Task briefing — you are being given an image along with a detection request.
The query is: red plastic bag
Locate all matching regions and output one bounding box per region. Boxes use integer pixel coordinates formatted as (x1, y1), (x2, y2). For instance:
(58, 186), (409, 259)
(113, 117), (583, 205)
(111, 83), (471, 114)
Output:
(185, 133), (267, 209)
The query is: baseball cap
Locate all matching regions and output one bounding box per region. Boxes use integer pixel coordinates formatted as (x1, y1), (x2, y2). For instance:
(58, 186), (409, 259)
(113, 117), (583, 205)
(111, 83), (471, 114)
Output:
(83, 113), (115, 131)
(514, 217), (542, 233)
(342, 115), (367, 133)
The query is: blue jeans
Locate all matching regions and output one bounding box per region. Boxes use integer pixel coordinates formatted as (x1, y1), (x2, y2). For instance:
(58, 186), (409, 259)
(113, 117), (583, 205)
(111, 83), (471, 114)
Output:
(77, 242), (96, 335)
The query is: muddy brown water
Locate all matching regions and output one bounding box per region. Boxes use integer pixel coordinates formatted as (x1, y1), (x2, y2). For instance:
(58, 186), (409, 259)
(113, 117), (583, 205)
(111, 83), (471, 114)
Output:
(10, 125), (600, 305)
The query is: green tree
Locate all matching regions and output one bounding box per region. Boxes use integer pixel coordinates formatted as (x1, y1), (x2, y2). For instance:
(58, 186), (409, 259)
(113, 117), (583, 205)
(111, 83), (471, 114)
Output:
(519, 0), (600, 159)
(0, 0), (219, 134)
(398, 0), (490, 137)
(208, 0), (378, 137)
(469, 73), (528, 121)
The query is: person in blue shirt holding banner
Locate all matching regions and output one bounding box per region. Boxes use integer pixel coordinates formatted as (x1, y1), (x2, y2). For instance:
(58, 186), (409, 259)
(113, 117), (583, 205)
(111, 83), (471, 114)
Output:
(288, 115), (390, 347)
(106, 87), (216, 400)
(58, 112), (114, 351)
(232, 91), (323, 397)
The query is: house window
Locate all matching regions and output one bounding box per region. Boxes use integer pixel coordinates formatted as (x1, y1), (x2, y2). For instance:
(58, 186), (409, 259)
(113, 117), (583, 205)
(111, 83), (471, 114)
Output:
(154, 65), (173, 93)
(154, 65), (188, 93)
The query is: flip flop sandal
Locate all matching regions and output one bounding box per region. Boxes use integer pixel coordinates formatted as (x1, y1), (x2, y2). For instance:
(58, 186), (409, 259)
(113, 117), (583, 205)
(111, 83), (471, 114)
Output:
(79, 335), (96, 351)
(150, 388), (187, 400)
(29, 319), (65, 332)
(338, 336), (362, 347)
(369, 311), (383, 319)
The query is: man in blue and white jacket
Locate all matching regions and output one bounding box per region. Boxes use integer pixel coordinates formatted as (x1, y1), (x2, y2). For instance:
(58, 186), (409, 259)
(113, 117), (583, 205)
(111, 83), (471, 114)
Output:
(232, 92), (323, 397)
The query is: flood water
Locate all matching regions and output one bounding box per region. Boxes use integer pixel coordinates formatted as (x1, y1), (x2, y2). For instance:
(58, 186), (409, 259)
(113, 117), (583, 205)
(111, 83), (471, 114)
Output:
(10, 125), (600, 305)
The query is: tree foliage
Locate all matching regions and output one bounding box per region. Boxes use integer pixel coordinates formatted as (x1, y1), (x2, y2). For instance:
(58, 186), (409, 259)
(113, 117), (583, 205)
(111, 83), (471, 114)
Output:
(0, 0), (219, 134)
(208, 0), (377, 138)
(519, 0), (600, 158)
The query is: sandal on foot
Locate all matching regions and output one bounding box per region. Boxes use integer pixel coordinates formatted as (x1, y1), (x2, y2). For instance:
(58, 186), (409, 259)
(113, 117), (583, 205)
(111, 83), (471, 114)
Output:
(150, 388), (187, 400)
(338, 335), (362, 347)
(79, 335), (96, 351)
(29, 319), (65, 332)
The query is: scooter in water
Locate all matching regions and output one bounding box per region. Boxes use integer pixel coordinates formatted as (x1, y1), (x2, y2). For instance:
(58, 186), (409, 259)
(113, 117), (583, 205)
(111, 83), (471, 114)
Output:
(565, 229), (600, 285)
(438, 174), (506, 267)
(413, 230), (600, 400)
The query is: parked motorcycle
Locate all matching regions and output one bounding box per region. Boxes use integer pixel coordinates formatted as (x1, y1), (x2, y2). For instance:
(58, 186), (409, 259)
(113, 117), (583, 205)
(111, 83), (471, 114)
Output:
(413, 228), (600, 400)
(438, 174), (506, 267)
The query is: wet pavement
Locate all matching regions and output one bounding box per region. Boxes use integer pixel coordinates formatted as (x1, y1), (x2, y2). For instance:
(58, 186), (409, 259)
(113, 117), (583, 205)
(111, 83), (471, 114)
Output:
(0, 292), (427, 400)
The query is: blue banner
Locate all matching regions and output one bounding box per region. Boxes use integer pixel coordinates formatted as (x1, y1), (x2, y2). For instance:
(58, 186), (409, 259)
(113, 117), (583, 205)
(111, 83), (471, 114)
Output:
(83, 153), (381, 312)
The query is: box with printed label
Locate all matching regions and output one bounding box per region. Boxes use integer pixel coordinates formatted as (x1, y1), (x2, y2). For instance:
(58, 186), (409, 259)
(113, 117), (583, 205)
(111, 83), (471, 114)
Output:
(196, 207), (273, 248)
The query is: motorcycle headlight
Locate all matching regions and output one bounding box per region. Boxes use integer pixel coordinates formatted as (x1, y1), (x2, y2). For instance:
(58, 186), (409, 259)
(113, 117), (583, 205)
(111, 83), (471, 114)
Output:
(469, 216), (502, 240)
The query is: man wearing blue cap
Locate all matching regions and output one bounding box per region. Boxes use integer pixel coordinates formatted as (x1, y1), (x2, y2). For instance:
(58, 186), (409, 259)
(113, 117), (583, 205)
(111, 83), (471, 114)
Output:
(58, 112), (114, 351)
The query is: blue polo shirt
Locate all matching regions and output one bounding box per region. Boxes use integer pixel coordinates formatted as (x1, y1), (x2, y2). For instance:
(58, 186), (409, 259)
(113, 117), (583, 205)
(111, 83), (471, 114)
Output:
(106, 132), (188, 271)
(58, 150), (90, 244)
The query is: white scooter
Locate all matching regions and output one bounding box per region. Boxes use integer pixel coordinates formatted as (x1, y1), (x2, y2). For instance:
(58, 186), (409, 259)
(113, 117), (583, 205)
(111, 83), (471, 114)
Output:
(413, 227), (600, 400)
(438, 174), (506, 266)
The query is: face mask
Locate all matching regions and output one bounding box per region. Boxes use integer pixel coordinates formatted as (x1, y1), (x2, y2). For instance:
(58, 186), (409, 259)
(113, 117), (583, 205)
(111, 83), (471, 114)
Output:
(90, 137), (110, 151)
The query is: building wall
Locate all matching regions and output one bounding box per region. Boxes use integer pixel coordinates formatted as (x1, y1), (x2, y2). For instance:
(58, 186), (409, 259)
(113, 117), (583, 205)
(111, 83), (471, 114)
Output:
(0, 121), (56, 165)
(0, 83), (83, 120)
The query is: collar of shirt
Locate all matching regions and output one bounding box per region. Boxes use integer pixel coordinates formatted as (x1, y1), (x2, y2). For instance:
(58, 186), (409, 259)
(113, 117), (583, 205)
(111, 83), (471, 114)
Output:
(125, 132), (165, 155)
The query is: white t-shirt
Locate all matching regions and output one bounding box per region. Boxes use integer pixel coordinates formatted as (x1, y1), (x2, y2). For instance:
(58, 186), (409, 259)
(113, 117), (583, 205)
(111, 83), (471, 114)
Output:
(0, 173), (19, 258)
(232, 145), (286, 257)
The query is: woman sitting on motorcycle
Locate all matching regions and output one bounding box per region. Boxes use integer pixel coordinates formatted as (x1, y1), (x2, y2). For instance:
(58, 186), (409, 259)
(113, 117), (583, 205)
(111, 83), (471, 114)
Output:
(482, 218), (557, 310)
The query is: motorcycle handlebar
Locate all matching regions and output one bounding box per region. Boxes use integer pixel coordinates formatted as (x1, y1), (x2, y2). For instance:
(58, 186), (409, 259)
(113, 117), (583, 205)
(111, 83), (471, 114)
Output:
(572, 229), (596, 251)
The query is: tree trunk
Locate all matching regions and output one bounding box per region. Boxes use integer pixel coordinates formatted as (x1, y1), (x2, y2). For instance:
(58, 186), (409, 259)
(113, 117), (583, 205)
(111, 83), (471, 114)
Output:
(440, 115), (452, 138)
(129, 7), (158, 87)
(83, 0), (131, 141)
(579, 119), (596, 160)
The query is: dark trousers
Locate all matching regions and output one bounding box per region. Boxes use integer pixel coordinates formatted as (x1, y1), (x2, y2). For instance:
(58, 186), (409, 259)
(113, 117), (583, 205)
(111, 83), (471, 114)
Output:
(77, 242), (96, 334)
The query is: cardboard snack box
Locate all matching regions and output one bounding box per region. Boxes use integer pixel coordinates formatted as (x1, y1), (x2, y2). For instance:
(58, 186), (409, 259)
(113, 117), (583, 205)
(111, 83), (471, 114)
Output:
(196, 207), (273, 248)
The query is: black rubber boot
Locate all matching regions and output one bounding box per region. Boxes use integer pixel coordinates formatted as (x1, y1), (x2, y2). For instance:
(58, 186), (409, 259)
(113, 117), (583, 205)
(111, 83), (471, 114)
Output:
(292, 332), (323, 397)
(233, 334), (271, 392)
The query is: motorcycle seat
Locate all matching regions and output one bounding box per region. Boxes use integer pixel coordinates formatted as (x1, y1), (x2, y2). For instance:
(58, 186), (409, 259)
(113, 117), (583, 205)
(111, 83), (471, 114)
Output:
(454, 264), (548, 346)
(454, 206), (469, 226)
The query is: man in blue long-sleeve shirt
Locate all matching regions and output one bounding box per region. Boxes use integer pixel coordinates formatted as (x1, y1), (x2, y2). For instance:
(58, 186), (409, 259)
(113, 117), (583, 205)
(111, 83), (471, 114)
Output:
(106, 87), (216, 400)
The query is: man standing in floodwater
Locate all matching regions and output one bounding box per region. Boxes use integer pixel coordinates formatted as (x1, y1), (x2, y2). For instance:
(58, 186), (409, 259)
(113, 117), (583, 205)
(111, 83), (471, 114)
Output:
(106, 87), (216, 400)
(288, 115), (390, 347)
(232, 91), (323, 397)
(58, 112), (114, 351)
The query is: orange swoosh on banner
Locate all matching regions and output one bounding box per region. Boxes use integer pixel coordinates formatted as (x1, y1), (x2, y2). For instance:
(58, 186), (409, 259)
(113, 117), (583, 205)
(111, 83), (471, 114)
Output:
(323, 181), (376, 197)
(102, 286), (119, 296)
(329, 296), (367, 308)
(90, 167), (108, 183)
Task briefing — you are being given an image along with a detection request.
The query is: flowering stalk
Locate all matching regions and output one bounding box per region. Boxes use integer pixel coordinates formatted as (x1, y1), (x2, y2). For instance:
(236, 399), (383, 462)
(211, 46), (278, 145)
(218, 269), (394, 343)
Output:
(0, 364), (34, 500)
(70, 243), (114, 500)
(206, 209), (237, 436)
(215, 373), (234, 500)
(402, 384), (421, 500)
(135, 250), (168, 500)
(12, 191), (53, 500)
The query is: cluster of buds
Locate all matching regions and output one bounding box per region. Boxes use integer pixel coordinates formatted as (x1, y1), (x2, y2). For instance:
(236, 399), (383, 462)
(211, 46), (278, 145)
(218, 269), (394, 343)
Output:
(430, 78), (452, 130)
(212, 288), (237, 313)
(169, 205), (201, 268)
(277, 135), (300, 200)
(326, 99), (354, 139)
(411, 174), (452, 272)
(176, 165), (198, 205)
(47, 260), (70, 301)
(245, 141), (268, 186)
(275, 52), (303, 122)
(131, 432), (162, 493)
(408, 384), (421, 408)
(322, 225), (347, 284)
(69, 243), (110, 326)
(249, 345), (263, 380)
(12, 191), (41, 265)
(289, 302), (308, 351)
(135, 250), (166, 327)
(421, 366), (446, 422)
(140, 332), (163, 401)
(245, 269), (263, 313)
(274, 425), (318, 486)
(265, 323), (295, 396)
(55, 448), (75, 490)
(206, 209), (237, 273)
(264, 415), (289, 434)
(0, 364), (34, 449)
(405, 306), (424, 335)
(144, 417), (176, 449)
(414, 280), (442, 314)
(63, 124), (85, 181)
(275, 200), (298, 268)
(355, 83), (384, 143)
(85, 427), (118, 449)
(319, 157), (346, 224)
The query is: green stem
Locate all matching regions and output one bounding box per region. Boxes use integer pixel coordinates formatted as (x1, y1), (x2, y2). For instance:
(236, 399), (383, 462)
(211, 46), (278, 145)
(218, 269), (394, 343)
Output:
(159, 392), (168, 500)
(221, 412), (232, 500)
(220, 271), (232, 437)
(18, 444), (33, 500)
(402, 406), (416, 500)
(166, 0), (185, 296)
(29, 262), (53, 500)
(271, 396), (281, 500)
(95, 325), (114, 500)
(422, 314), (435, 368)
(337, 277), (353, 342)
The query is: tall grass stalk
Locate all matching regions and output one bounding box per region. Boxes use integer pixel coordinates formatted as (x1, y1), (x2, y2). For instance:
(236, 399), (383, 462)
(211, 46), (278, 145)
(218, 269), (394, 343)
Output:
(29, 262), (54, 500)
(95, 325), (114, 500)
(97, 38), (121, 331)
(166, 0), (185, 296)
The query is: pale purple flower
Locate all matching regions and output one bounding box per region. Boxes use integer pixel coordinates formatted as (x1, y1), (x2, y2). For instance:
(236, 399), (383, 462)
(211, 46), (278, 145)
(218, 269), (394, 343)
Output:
───
## Required task:
Convert the lines of the material above, from the line with "The query is: green stem" to the line with "(337, 277), (353, 342)", both included, into a JSON list of strings with one string per line and blank lines omitted.

## Exercise solution:
[
  "The query is: green stem",
  "Locate all matching regions and output one bounding box per region. Boxes use integer pixel coordinates formatted as (x1, y1), (x2, y2). For instance:",
  "(236, 399), (383, 462)",
  "(211, 46), (278, 145)",
  "(218, 269), (394, 343)",
  "Output:",
  "(159, 392), (168, 500)",
  "(221, 412), (232, 500)",
  "(220, 271), (232, 437)",
  "(18, 444), (33, 500)",
  "(402, 406), (416, 500)",
  "(166, 0), (185, 296)",
  "(29, 262), (53, 500)",
  "(271, 396), (281, 500)",
  "(95, 325), (114, 500)",
  "(422, 314), (435, 368)",
  "(337, 277), (353, 342)"
]